#### SOURCE EXTRACT
---------------

How Digital Finance Affects Economic Development
—A Study Based on 31 Provinces in Inland China
Xiyu Ma
University of East Anglia, Norwich, UK.
DOI: 10.4236/ib.2022.143013   PDF    HTML   XML   162 Downloads   828 Views  

Abstract

With the continuous development of digital technology, the rapid integration of digital technology and the financial industry will have a significant impact on China’s economic development trend and quality. Based on the fixed effect model and data from 31 Chinese provinces from 2013 to 2021, this paper investigates whether digital finance affects economic development, delves deeper into the mechanism of digital finance’s impact on economic development, and examines regional differences in development. It is discovered that digital finance has a significant positive impact on economic development, and further mechanistic analysis shows that digital finance contributes to economic development by attracting foreign direct investment and optimizing the industrial structure. Digital finance plays a different role in promoting different regions, with the greatest impact on the western region, followed by the central region, while the impact on the eastern region is unclear, particularly in low-income regions.

Share and Cite:

Ma, X. (2022) How Digital Finance Affects Economic Development
—A Study Based on 31 Provinces in Inland China. iBusiness, 14, 164-177. doi: 10.4236/ib.2022.143013.

1. Literature Review

In recent years, in the context of a global economy that is gradually evolving towards a technology and digital technology-based economy, the financial industry of various countries has focused on the new model of digital inclusive finance. According to Ketterer (2017) and Acharya (2017), as the financial services industry began to accelerate its transformation (Ketterer, 2017), the transformative development that resulted is likely to improve and expand the opportunities for enterprises and individuals to obtain financing, as well as improve formalization and financial inclusion (Acharya, 2017). Digital finance, as a new financial service method based on digital technology, has the greatest advantage in assisting financial development. The Chinese economy has entered a new phase of “gear shifting, speed reduction and efficiency increase”. Technological innovation is critical to achieving long-term economic development. Financial development underpins technological innovation, and economic growth is also dependent on financial development. Many scholars investigate the relationship between digital finance and the level of economic development from the perspective of digital finance, providing us with a reference for understanding the economic effects of digital finance. According to Manyika et al. (2016), the GDP of emerging economies is expected to increase by 3.7 trillion USD and 95 million jobs by 2025 as a result of the popularization and use of digital finance (Manyika et al., 2016). Brown et al. (2012) believe that digital finance can provide a variety of financial services and products to businesses and individuals, increasing public consumption and promoting economic development (Brown et al., 2012). According to Tomo et al. (2007), digital finance is an important measure to promote China’s high-level development. Introducing new digital technologies into the financial industry can effectively promote resource allocation, reform, and high-level development (Tomo, Yan, & Chen, 2007).

---------------

[Position identification records]
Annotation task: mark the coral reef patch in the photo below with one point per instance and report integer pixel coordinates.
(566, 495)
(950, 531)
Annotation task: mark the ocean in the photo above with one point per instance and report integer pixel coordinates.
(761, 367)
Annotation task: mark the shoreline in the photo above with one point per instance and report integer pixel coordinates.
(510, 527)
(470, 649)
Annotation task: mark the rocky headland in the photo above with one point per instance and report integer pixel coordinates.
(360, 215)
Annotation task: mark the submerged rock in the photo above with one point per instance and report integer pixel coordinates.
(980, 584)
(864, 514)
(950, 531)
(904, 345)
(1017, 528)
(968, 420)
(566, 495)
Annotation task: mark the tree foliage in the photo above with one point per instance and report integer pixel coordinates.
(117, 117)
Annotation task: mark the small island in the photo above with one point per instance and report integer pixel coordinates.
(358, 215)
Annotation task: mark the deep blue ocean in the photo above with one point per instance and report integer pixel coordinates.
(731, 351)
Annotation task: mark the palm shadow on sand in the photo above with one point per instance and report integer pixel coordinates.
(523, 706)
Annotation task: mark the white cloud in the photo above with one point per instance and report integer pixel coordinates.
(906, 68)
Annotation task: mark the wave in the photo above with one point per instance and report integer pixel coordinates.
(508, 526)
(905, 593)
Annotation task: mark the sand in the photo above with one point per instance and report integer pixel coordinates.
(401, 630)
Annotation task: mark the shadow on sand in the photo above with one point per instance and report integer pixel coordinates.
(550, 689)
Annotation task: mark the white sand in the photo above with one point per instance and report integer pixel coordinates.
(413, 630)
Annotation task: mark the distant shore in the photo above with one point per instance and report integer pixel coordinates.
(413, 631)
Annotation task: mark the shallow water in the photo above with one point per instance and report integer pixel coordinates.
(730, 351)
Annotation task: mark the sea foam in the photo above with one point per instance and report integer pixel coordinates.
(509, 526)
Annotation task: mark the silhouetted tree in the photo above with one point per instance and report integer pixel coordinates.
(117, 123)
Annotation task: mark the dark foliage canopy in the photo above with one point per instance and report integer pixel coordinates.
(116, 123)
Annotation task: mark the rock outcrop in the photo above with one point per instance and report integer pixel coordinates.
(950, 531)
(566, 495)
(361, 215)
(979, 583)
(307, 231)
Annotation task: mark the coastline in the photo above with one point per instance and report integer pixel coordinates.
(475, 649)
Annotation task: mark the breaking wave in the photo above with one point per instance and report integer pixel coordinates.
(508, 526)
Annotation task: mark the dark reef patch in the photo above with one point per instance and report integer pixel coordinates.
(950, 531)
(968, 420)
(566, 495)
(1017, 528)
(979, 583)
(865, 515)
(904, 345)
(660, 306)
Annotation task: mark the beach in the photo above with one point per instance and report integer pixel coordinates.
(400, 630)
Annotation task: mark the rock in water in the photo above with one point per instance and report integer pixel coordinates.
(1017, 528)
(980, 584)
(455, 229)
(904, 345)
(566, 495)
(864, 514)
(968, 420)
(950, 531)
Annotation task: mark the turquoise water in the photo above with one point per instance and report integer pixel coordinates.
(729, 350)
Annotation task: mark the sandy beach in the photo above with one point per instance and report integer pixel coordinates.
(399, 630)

---------------

#### WRITTEN INSTRUCTION
Write the next part of the article on digital finance and economic development, starting right after its final sentence. This data stands apart from the article on digital finance and economic development.

#### THE RESULT
More scholars are studying the relationship between technological innovation and digital finance these days, but they fall short of investigating how digital finance affects economic development from other perspectives. Foreign direct investment and industrial structure are linked not only to economic development but also to digital finance. Anwar and Sun (2019) discovered that, from an industry standpoint, foreign direct investment can significantly promote enterprise development and entrepreneurial activities, as well as have positive spillover effects on enterprises and stimulate the vitality of the entire industry (Anwar & Sun, 2019). According to Popkova et al. (2021), most current research on the digital economy is conducted at the macro level, focusing on the impact on international investment patterns and paths, the impact on international investment efficiency, and the impact on international investment policies (Popkova et al., 2021). According to Jorge et al. (2017), there is a close relationship between financial development and industrial structure upgrading, and the development of digital finance can promote industrial structure upgrading (Jorge, 2017). Just as Chen (2021) believes that the financial market environment is not as completely competitive and monopolistic as it once was, enterprises with smaller production scales must develop new financial technologies (Chen, 2021). Lim et al. (2019) discovered that when the level of economic development is high, a market-oriented financial structure can promote technological progress and industrial structure upgrading (Lim et al., 2019). According to Ng (2015), the adjustment and upgrading of China’s industrial structure will also promote high-quality development. Industrial structure is commonly used as an intermediary factor in China to promote high-level development (Ng, 2015).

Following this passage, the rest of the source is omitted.